Job: Convert everything in the listing from the line containing "Note to the class: find each instance of the orange" down to the line containing "Target: palm tree trunk", both lines included, into a JSON list of strings, one string per line and no blank lines. Leave the pictures out of the result.

Dataset:
____

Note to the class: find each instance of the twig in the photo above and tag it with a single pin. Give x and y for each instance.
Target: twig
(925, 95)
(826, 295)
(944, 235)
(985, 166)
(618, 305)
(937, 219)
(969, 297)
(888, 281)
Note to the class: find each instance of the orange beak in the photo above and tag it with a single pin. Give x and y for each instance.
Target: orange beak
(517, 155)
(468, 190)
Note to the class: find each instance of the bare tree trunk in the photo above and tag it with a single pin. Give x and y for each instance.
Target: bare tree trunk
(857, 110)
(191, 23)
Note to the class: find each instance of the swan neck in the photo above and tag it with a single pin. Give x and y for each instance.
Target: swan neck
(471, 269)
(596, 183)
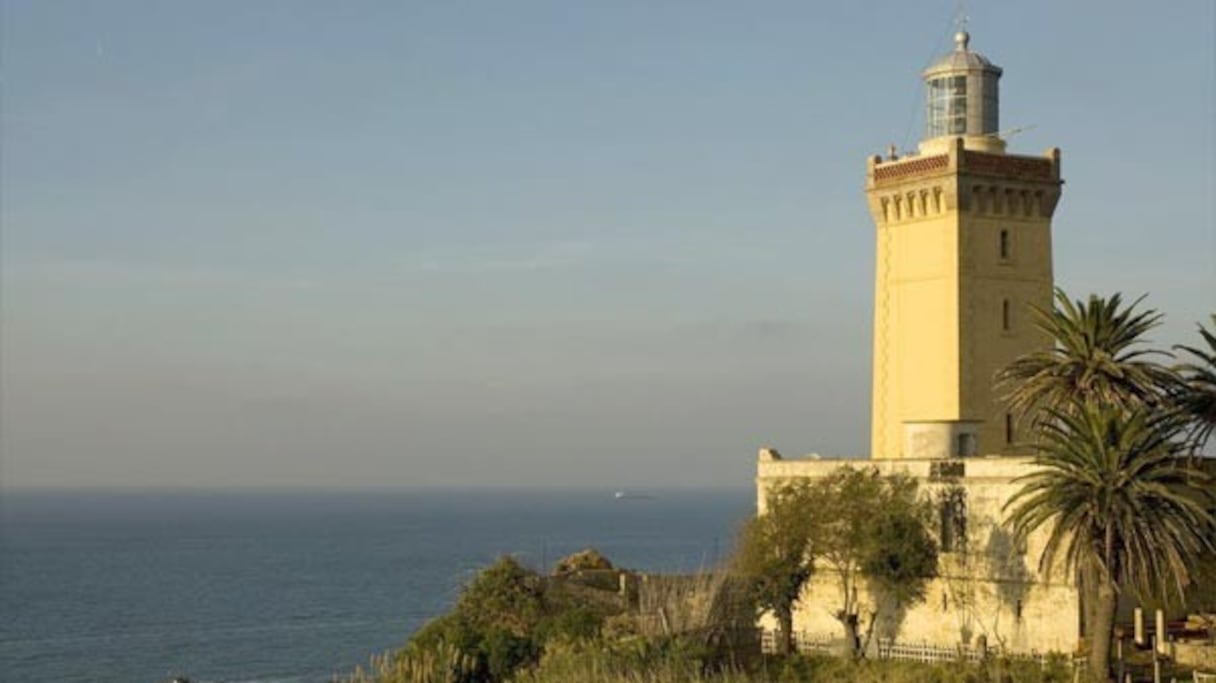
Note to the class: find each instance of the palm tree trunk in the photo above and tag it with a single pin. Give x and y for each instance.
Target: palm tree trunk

____

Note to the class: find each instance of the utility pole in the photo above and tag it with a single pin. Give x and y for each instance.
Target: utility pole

____

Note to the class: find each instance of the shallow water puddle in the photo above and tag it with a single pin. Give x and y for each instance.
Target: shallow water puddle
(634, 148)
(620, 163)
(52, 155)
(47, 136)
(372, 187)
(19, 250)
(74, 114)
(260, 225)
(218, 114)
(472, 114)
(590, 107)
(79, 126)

____

Full response:
[
  "Note to the class: find each instance of the orange beak in the photo above and tag it with a single pin. Give x and y for each instance.",
  "Target: orange beak",
  "(517, 155)",
  "(468, 190)",
  "Note to the class: find each instance of the bare tree trunk in the photo above and tag it with a single pin. Give x and y for each instance.",
  "Target: bare tree trunk",
  "(857, 110)",
  "(191, 23)",
  "Note to the class: find each instance of the swan neck in the photo above and tag it with a single pin. Give x and y for each instance.",
  "Target: swan neck",
  "(471, 269)",
  "(596, 183)",
  "Note to the class: find each instance of the palm tree trunk in the photo above and tag it with a single pin. Give x and y for each instance.",
  "Target: palm tree trunk"
]